* _EXERCISE PROMPT_
Print the following data verbatim, reproducing every line without any change.

* _INFORMATION SHOWN_
•••••
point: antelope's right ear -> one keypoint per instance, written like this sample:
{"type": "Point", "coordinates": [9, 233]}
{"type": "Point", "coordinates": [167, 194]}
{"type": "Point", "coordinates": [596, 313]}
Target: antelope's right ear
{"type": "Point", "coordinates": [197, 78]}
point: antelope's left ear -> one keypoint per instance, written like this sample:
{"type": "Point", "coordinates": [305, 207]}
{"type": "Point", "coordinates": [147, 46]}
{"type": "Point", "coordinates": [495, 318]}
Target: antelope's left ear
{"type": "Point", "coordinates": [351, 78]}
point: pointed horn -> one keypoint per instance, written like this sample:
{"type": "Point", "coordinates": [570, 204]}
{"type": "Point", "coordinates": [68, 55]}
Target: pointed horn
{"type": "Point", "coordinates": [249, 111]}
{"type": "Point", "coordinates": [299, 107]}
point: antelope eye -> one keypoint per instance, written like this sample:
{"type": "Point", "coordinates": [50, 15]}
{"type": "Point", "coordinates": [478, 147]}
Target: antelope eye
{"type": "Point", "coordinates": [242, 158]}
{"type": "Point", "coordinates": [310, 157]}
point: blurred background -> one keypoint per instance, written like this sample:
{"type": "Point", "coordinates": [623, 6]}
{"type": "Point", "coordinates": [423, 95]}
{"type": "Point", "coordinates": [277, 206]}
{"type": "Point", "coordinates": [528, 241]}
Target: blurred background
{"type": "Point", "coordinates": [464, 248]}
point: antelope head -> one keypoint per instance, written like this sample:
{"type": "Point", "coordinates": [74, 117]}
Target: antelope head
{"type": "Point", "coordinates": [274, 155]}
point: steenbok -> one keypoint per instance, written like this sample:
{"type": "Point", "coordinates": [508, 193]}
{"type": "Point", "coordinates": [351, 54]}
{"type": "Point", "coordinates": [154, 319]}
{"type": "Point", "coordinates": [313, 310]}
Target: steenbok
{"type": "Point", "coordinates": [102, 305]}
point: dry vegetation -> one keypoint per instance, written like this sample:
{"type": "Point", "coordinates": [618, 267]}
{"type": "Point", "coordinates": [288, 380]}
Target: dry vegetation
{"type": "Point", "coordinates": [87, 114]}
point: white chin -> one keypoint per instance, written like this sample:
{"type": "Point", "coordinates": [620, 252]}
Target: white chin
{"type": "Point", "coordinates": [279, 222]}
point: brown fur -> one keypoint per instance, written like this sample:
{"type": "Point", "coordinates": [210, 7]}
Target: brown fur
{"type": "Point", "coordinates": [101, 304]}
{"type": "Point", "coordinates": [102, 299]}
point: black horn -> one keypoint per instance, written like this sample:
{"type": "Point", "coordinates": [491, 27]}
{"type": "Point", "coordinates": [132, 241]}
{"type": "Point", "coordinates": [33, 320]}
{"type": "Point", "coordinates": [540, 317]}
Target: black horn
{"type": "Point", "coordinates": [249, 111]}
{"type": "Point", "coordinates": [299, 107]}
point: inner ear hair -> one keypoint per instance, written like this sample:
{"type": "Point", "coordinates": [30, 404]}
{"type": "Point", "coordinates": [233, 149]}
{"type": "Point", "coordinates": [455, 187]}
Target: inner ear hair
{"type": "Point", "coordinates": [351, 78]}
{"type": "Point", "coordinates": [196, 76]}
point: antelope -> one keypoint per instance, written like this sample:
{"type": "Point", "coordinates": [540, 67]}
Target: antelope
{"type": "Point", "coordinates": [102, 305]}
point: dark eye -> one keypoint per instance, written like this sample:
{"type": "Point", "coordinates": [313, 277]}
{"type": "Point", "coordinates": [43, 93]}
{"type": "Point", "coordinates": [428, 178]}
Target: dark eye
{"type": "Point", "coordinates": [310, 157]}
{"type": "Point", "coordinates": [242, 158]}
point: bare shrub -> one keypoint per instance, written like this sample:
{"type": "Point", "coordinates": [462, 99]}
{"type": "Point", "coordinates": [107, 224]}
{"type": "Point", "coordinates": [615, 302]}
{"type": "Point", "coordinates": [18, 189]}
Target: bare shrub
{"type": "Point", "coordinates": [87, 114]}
•••••
* _THE SOLUTION_
point: antelope's right ear -> one keypoint per instance, written like this sample:
{"type": "Point", "coordinates": [9, 233]}
{"type": "Point", "coordinates": [167, 194]}
{"type": "Point", "coordinates": [596, 313]}
Target: antelope's right ear
{"type": "Point", "coordinates": [197, 78]}
point: antelope's left ear -> one keypoint per instance, written like this sample:
{"type": "Point", "coordinates": [305, 207]}
{"type": "Point", "coordinates": [147, 46]}
{"type": "Point", "coordinates": [495, 318]}
Target: antelope's left ear
{"type": "Point", "coordinates": [351, 78]}
point: pointed horn -> one keypoint per instance, written like this sample:
{"type": "Point", "coordinates": [570, 204]}
{"type": "Point", "coordinates": [68, 55]}
Target: pointed horn
{"type": "Point", "coordinates": [249, 111]}
{"type": "Point", "coordinates": [299, 107]}
point: antelope eye -> one keypoint per instance, written like this sample:
{"type": "Point", "coordinates": [50, 15]}
{"type": "Point", "coordinates": [478, 147]}
Target: antelope eye
{"type": "Point", "coordinates": [242, 158]}
{"type": "Point", "coordinates": [310, 157]}
point: blurred background -> one keypoint per instance, written like this sample:
{"type": "Point", "coordinates": [623, 6]}
{"type": "Point", "coordinates": [423, 95]}
{"type": "Point", "coordinates": [277, 206]}
{"type": "Point", "coordinates": [528, 241]}
Target: blurred background
{"type": "Point", "coordinates": [464, 248]}
point: antelope head -> one keypoint per instance, written like this sample:
{"type": "Point", "coordinates": [74, 117]}
Target: antelope head
{"type": "Point", "coordinates": [274, 155]}
point: steenbok -> one keypoint per instance, written like this sample:
{"type": "Point", "coordinates": [508, 193]}
{"type": "Point", "coordinates": [351, 54]}
{"type": "Point", "coordinates": [154, 319]}
{"type": "Point", "coordinates": [313, 310]}
Target: steenbok
{"type": "Point", "coordinates": [102, 305]}
point: dry vegetation -> one keypoint per instance, written like this sample:
{"type": "Point", "coordinates": [618, 267]}
{"type": "Point", "coordinates": [288, 380]}
Target: dry vegetation
{"type": "Point", "coordinates": [87, 114]}
point: white chin -> one keypoint per instance, written like this sample:
{"type": "Point", "coordinates": [620, 252]}
Target: white chin
{"type": "Point", "coordinates": [279, 222]}
point: brown fur -> one keypoint per instance, written like this sample:
{"type": "Point", "coordinates": [210, 7]}
Target: brown fur
{"type": "Point", "coordinates": [101, 304]}
{"type": "Point", "coordinates": [102, 299]}
point: black horn -> one keypoint per instance, written like this sample:
{"type": "Point", "coordinates": [491, 27]}
{"type": "Point", "coordinates": [132, 241]}
{"type": "Point", "coordinates": [33, 320]}
{"type": "Point", "coordinates": [540, 317]}
Target: black horn
{"type": "Point", "coordinates": [249, 111]}
{"type": "Point", "coordinates": [299, 107]}
point: inner ear hair -> one keypoint per instance, written like this sample:
{"type": "Point", "coordinates": [30, 404]}
{"type": "Point", "coordinates": [233, 149]}
{"type": "Point", "coordinates": [455, 187]}
Target: inner ear hair
{"type": "Point", "coordinates": [351, 78]}
{"type": "Point", "coordinates": [196, 76]}
point: antelope -> one keypoint per instance, written like this sample:
{"type": "Point", "coordinates": [540, 67]}
Target: antelope
{"type": "Point", "coordinates": [102, 305]}
point: dark eye -> one keypoint per instance, written like this sample:
{"type": "Point", "coordinates": [313, 277]}
{"type": "Point", "coordinates": [43, 93]}
{"type": "Point", "coordinates": [428, 178]}
Target: dark eye
{"type": "Point", "coordinates": [310, 157]}
{"type": "Point", "coordinates": [242, 158]}
point: bare shrub -> one keypoint per instance, written like this sample:
{"type": "Point", "coordinates": [462, 99]}
{"type": "Point", "coordinates": [107, 224]}
{"type": "Point", "coordinates": [615, 302]}
{"type": "Point", "coordinates": [18, 189]}
Target: bare shrub
{"type": "Point", "coordinates": [87, 114]}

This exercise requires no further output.